§ EXTRACT TO READ:
--- Begin ---

Andrew Lyman, Gibraltar’s Chief Commissioner for Gambling, has stated that his department is committed to helping the government remove the British Overseas Territory from the Financial Action Task Force‘s (FATF) ‘greylist’ – ‘in the quickest of time possible’.
The statement was made to delegates attending the KPMG Gibraltar e-Gambling Summit this morning, in which Lyman detailed his surprise at the FATF’s decision to brand Gibraltar as a high-risk AML jurisdiction.
Addressing ‘lurid and skewed media headlines’, Lyman stood up for Gibraltar asserting that “there are no fundamental, systemic, AML/TF weaknesses in this jurisdiction and Gibraltar now has a strong AML and TF system which makes the greylisting decision more difficult to cope with”.
From his own interpretation of FATF’s rulings, Lyman stated there are only two action points to address on ‘successful confiscation cases’ (a subject of law and police) and supervisors imposing proportionate and effective sanctions where appropriate.
Highlighting the latter action point, that has led to Gibraltar being subject to enhanced FAFT monitoring, he outlined a spotlight has been placed on the ‘efficacy of gambling supervision in the jurisdiction’ and the imposition of appropriate sanctions.
Lyman stood by the Gambling Commission’s track-record on supervising ‘high-risk’ gambling businesses, stating his opinion that had the FATF accepted that the range of sanctions imposed by the Gambling Division in the post-observation period were effective and proportionate. “It may be that Gibraltar would not have been placed on the greylist at all. That is my perception,” he noted.
Accepting the FATF’s decision, Lyman underscored that the Gambling Commission and Gibraltar authorities were committed to maintaining the Moneyval and FATF’s processes that have been fully embraced by the jurisdiction.
He said: “This is the shortest action plan for any grey-listed jurisdiction and a different outcome may have been to return Gibraltar to Moneyval enhanced monitoring; as happened with the Isle of Man. Unfortunately, this alternative was not adopted.”

--- End ---

§ TO DO:
1. Update the Gibraltar greylisting article from "Addressing ‘lurid and" to "sanctions where appropriate.", putting "open issues" in place of "action points".
2. Carry on the article about Gibraltar's FATF greylisting from its final sentence.

§ DATA SHOWN:
--- Begin ---

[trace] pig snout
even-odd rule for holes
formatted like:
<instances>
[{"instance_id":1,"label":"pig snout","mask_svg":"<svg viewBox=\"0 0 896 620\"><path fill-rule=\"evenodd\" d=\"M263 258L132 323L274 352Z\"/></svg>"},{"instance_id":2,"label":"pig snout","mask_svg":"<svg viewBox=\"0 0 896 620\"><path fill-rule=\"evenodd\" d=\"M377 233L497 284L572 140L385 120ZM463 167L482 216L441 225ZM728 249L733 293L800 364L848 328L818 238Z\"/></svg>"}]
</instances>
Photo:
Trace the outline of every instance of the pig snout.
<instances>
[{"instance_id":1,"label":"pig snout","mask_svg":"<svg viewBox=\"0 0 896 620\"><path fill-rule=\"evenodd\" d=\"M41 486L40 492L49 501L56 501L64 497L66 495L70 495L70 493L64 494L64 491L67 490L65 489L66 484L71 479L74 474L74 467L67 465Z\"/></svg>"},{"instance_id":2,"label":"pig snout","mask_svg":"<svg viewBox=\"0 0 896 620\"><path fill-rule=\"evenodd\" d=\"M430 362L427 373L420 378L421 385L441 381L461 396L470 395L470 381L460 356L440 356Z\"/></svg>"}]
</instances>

--- End ---

§ EXPECTED RESPONSES:
1.
Addressing ‘lurid and skewed media headlines’, Lyman stood up for Gibraltar asserting that “there are no fundamental, systemic, AML/TF weaknesses in this jurisdiction and Gibraltar now has a strong AML and TF system which makes the greylisting decision more difficult to cope with”.
From his own interpretation of FATF’s rulings, Lyman stated there are only two open issues to address on ‘successful confiscation cases’ (a subject of law and police) and supervisors imposing proportionate and effective sanctions where appropriate.

2.
Irrespective of FATF demands, Lyman stated that the Gambling Commission had already transitioned to a more structured programme supervising Gibraltar-licensed gambling companies.
Currently, the Gambling Commission is supported by a “transparent risk assessment process, a structured site visit programme, a revised our guidance on AML and 4 TF and committed to professional development in this area”. “We are not seen as a weak point in the supervisory structure,” Lyman affirmed.
Casework undertaken between 2020-2022 saw the Commission reach six regulatory settlements (with five operators) including financial elements totalling £3.7m. All settlements required parties to undertake an independent third party or internal audit reviews and further licence requirements were imposed on senior management.
However, in light of FATF observations on actions required, Lyman stated that “what we are struggling to rationalise is that in setting out to achieve the action point relating to sanctions”.
“There has been no criticism of the quantum of the sanctions; so we must assume the issue is frequency, range, consistency and/or proportionality in the context of the FATF’s perception of the risk posed by this sector.”
“The system allows for structured subjective evaluation of effectiveness and as the FATF is an international governmental body without legal form, there are no grounds for judicial or quasi-judicial appeal; if this was even contemplated.”
Previous settlements issued by the commission were attributed to ‘operator shortcomings’ that had ‘reached the enforcement threshold’, with the Commission’s enforcements reflecting Gibraltar’s structured approach taken from the EC’s Financial Intelligence Unit (FIU).
The Commission presented evidence to the FAFT during the evaluation process and stated that it had dealt with any reservations on the proportionality of sanctions against gambling firms.
Lyman noted that as a jurisdiction that serves as a financial centre for a significant segment of the gambling sector, Gibraltar had been held to a standard that is exacting.
“Certainly we present zero risk to the UK, our biggest gambling market, as our UK facing firms are dual regulated, EU business is not conducted from Gibraltar and ROW jurisdictions are protected by our developed regulatory regime, where their domestic digital gambling supervisory regimes are underdeveloped or non-existent.”
Dealt its hand, Gibraltar’s Gambling Commission will ‘assault the summit again’ and prove that it is a robust regulatory regime. Yet, Lyman outlined that it would not “artificially adapt standards to accommodate enforcement cases.”
Standing firm, the Commission will bring forward some onsite visits which may not have been anticipated until a later date and may require operators to provide further data to complete a conduct effectiveness survey.
“I do not see the objective as imposing more sanctions per se, but proving out the overall effectiveness of our regime and imposing sanctions where necessary and in a proportionate manner,” Lyman added.
“There will be those who question whether the Government or its agents in this process could have done better or presented the case better.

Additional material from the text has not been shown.